Le 4 avril 1968, Martin Luther King est assassiné par un tireur embusqué, alors qu’il se trouve sur un balcon du Lorraine Motel, à Memphis. Berceau du blues et du rock’n’roll, la ville commémore les 50 ans de ce drame qui constitue la charnière des luttes afro-américaines, passées et présentes.
1 Beale Street, vestiges de luttes
«Les Sept Merveilles du monde j'ai vu / Et nombreux sont les lieux où je suis allé / Mais croyez-moi, les potes, et voyez Beale Street en premier.» Le Beale Street Blues de W. C. Handy date de 1916. Un siècle plus tard, la rue présente toujours une succession de clubs et elle est le principal point de chute de beaucoup de visiteurs : concerts de blues et de rock'n'roll, orgie de travers de porc arrosés de Bud Light, digestion dans l'un des nombreux hôtels alentours. Memphis mise beaucoup sur son patrimoine musical pour appâter le touriste. La visite des studios d'enregistrement de Stax et Sun Records, celle de Graceland où vécut Elvis Presley, ainsi qu'une demi-douzaine de musées sur le sujet, méritent le pèlerinage. Mais il est aussi possible de visiter la ville sous un autre angle : celui de son histoire raciale, puisque les tensions s'y sont manifestées comme nulle part ailleurs, au point de façonner tout ce qui compose son identité - musique comprise.

########################################

Liste de tâches:
• a. Selon le document sur Memphis, de quelle année date le Beale Street Blues de W. C. Handy ?
• b. Écrivez la suite du document sur Memphis après sa dernière phrase.
Les enregistrements proviennent d'une autre source.

Données fournies:

########################################

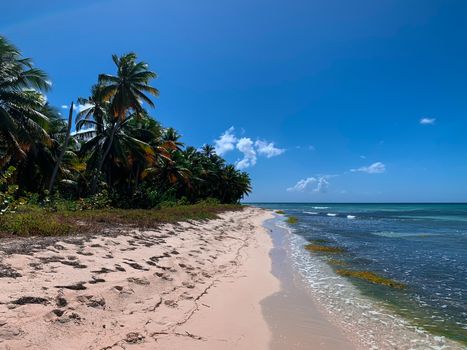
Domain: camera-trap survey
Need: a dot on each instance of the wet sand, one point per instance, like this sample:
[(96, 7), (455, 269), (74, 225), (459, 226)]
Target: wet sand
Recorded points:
[(192, 285), (296, 322)]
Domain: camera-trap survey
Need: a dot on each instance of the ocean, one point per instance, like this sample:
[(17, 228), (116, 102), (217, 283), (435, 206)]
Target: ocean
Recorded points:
[(421, 247)]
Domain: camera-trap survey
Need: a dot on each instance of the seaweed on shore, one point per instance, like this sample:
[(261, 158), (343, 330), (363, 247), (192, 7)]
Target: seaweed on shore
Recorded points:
[(291, 220), (320, 240), (324, 249), (337, 262), (371, 277)]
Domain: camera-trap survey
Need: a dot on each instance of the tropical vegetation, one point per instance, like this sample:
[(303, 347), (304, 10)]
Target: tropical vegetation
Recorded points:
[(109, 153)]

########################################

Corrigé des exercices:
• a. Il date de 1916.

• b.
Depuis le white flight des années 60, quand les classes moyennes ont fui le centre-ville, Memphis est une ville majoritairement noire. Les traces du passé esclavagiste y sont nombreuses. Mais aussi celles des luttes émancipatrices qui défilent depuis Beale Street, en quelques minutes de voiture : édifices religieux (Clayborn Temple, Mason Temple, Mount Olive Cathedral) acquis au Mouvement des droits civiques, bâtiment des éboueurs où Martin Luther King était venu soutenir la grève quand il a été assassiné… Alors que Memphis commémore ce cinquantenaire, une question formulée par le leader, lors de l'un de ses derniers discours, orne le flanc des bus : «Were do we go from here ?» Où allons-nous maintenant ?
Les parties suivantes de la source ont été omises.